Written task 1
Extract every line of the rows below that contains the string "trimmed", matching case exactly.

Page text
::::::::
Yeah, as noted before, apart from walking around, your only actions in this game are slapping and jumping, and slapping also doubles as a “talk” button, with the townsfolk apparently not minding at all when you give them a whack to get them yapping (though they’ll often give a startled yelp). Your character is seemingly mute, so they’ll do all the talking, occasionally needing to be slapped again to prod them into continuing.
Slapping also acts as your “interact” button most of the time, whether it’s starting up a garden hose nozzle or getting fish out of their wrapper and subsequently getting cigarettes out of the fish (they’re smoked fish, you see). Where in many Graphic Adventure games you’ll spend a lot of time clicking on everything, here you’ll find yourself slapping everything. Even when it doesn’t help you to solve someone’s problems, it’ll still often make something interesting or funny happen.
::::::::
Available records

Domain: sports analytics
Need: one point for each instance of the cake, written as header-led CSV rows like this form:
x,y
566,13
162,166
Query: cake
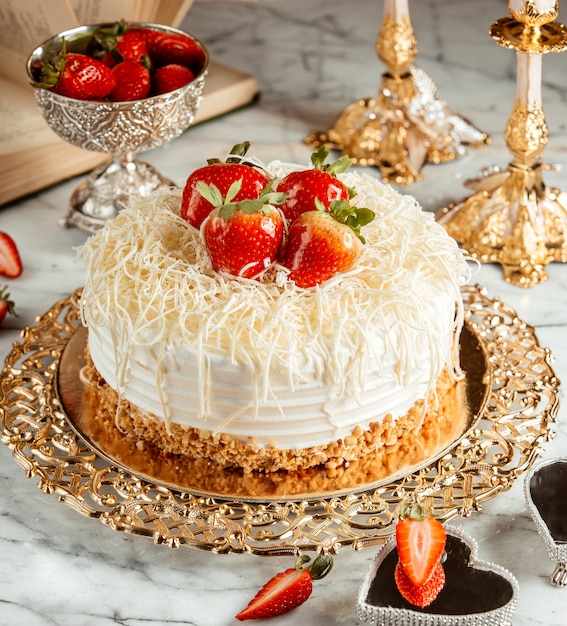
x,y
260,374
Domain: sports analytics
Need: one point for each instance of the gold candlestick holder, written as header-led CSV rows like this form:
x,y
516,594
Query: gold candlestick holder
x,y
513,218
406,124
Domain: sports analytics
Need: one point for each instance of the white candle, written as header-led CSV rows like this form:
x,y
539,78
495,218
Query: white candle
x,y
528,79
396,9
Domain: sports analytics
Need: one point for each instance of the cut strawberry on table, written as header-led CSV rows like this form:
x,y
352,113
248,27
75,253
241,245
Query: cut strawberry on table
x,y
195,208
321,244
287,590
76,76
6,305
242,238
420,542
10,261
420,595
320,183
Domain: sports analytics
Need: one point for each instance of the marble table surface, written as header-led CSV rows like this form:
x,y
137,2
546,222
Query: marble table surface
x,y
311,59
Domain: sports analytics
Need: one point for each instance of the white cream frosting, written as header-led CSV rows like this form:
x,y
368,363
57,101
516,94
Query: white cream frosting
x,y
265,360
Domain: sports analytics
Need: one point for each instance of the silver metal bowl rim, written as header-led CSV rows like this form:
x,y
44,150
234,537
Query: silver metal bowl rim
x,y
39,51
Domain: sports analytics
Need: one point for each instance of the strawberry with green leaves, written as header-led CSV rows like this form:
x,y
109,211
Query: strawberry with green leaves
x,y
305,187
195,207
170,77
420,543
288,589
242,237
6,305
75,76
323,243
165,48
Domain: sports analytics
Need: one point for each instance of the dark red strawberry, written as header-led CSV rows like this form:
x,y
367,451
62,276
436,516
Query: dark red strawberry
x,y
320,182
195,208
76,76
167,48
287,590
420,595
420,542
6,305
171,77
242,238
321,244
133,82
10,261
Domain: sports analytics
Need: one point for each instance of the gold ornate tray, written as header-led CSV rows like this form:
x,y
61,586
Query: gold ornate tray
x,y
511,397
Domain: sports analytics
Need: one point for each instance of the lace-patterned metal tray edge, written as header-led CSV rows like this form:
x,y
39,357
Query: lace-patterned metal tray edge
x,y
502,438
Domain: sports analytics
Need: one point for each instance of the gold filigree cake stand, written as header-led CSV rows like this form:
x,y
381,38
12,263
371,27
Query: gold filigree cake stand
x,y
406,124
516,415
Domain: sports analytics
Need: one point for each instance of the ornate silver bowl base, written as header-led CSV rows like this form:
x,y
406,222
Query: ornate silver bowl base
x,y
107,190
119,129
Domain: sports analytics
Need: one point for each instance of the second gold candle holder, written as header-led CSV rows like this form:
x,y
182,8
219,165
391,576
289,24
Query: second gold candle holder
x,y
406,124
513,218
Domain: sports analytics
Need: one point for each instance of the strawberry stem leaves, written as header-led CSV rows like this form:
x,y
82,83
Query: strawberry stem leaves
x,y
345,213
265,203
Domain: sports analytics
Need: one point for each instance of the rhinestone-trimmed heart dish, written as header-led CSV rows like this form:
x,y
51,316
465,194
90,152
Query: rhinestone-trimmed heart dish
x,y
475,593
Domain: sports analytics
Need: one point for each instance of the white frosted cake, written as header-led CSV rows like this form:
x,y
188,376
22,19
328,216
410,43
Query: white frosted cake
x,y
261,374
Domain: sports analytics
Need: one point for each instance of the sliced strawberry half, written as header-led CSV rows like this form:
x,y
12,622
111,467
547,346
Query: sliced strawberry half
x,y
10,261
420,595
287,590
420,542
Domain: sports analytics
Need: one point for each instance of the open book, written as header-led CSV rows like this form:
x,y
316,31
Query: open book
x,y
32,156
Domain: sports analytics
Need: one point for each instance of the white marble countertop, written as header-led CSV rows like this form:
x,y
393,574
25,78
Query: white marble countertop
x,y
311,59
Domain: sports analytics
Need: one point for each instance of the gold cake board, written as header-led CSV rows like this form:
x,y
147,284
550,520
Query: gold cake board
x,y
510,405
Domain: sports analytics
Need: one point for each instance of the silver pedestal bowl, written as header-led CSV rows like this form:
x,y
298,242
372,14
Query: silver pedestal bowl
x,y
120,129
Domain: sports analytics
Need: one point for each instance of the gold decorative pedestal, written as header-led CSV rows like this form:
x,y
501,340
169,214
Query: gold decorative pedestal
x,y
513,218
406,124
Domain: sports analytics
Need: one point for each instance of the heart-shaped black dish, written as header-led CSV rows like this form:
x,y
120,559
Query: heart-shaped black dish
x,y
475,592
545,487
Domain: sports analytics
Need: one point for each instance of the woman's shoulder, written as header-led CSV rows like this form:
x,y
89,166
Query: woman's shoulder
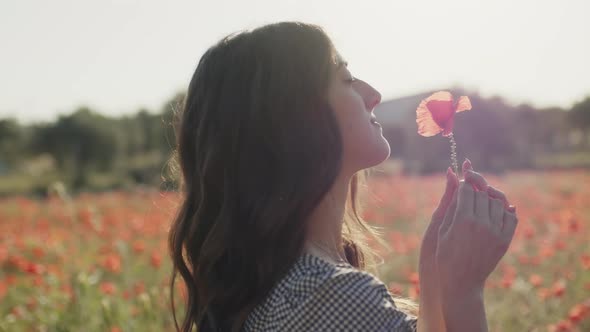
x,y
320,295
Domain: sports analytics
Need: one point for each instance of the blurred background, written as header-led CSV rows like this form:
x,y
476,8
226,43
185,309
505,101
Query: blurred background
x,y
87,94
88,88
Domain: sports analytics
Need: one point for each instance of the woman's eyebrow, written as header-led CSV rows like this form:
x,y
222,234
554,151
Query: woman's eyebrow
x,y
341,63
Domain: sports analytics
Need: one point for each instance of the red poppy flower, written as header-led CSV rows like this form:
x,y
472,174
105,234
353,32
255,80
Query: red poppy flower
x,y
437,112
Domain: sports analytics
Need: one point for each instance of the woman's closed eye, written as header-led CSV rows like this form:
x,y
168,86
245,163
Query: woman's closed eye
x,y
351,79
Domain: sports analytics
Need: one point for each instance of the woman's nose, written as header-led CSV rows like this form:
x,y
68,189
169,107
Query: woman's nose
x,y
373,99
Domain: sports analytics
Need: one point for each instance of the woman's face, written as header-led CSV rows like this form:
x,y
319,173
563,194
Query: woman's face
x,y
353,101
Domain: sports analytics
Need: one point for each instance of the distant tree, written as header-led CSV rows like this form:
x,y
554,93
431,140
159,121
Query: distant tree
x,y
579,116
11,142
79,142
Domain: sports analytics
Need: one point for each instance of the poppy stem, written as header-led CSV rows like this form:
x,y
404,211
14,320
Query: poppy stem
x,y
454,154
::::::::
Written task 2
Using the game passage above, answer the following:
(a) Apart from walking around, which two actions does the player have?
(b) What does the player get out of the fish?
(c) What do the townsfolk often give when slapped?

Exercise answer 1
Need: one point for each instance of the rhinestone-trimmed heart dish, written as header-led CSV rows like this form:
Query: rhinestone-trimmed heart dish

Exercise answer 2
(a) Slapping and jumping.
(b) Cigarettes.
(c) A startled yelp.